*** Opening TEXT PROVIDED ***

Confronted with ample evidence that teaching and promoting abstinence and fidelity are key elements in fighting the AIDS pandemic in Africa, the U.S. Congress eliminated funding for the programs. From Zenit:

The House Subcommittee on State, Foreign Operations and Related Programs decided to alter the President’s Emergency Plan for AIDS Relief (PEPFAR), by eliminating in 2008 the funding that currently promotes abstinence and fidelity as ways to combat the spread of HIV.

Congress is sacrificing lives to an agenda. Bishop Thomas Wenski, chairman of the episcopal committee on international policy, said: “The U.S. bishops’ conference deeply regrets the action by the subcommittee that seriously undermines U.S. leadership in the global fight against HIV/AIDS.

“This action rejects tried and true methods that have proven to actually reduce HIV infections. If allowed to go forward, this change could cost lives.”

For years we have heard that abstinence doesn’t work, and that only condoms will prevent AIDS despite all evidence to the contrary. The push for condoms in Africa has been going on for years and the cases of HIV continue to rise. But what of abstinence?

Lifesite: That only condoms and medical research will halt the spread of the disease is axiomatic in the international AIDS establishment. In actual practice, however, abstinence education has thus far been the only program in Africa that has significantly reduced the rate of HIV/AIDS. In the decades of the AIDS fight, the rate of HIV transmission has increased dramatically as more and more condoms are distributed by the mostly UN funded organizations.

In the history of the AIDS epidemic, the one country that did emphasize abstinence reduced its AIDS infection rate from 30% of the population to 6% in a matter of a few years. In 2004, Ugandan President Yoweri Museveni told the International AIDS Conference in Bangkok that the emphasis on condoms was killing uncountable millions of Africans by encouraging them to sexual promiscuity and a false sense of security.

Congress faced the choice of modestly funding abstinence programs or choosing the agenda- driven lie of the culture of death. Death won in Congress and I am sorry to say that death will likely win in Africa. God help us all.

*** Closing TEXT PROVIDED ***
*** Opening DATA SHOWN ***

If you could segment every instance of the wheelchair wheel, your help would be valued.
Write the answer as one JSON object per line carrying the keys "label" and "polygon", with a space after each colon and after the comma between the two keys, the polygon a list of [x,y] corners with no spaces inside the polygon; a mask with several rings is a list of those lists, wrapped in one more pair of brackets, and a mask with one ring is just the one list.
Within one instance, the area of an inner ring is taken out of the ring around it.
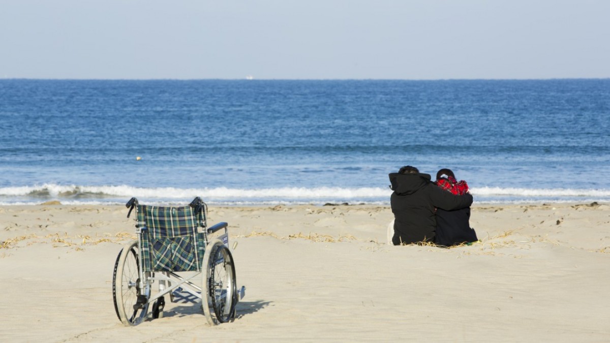
{"label": "wheelchair wheel", "polygon": [[[125,245],[119,253],[112,275],[112,297],[118,319],[126,326],[137,325],[146,318],[151,285],[140,282],[137,241]],[[143,284],[143,287],[141,285]]]}
{"label": "wheelchair wheel", "polygon": [[237,288],[235,264],[229,248],[215,239],[206,247],[203,256],[203,289],[201,306],[210,325],[224,323],[235,318]]}

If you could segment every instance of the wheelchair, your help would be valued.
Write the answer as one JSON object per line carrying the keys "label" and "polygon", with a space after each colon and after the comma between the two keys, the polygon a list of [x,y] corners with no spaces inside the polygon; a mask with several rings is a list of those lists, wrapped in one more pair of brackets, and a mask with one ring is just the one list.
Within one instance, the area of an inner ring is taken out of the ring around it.
{"label": "wheelchair", "polygon": [[[228,224],[208,227],[207,205],[199,197],[183,207],[142,205],[135,198],[126,206],[127,218],[135,209],[137,240],[125,245],[115,262],[112,295],[119,320],[132,326],[161,318],[165,295],[174,301],[185,293],[201,301],[210,325],[232,321],[245,287],[238,289],[235,283]],[[159,291],[153,295],[155,282]]]}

*** Closing DATA SHOWN ***

**INSTRUCTIONS**
1. Extract the passage of the AIDS funding post that begins at the words "Congress is sacrificing" and stops after "what of abstinence?", copied word for word.
2. In the AIDS funding post, what happened to the AIDS infection rate in the country that emphasized abstinence?
3. How would you render this sentence from the AIDS funding post in Spanish: "This action rejects tried and true methods that have proven to actually reduce HIV infections."

**EXPECTED OUTPUTS**
1.
Congress is sacrificing lives to an agenda. Bishop Thomas Wenski, chairman of the episcopal committee on international policy, said: “The U.S. bishops’ conference deeply regrets the action by the subcommittee that seriously undermines U.S. leadership in the global fight against HIV/AIDS.

“This action rejects tried and true methods that have proven to actually reduce HIV infections. If allowed to go forward, this change could cost lives.”

For years we have heard that abstinence doesn’t work, and that only condoms will prevent AIDS despite all evidence to the contrary. The push for condoms in Africa has been going on for years and the cases of HIV continue to rise. But what of abstinence?

2. It fell from 30% of the population to 6% in a few years.

3. Esta medida rechaza métodos probados y eficaces que han demostrado reducir realmente las infecciones por VIH.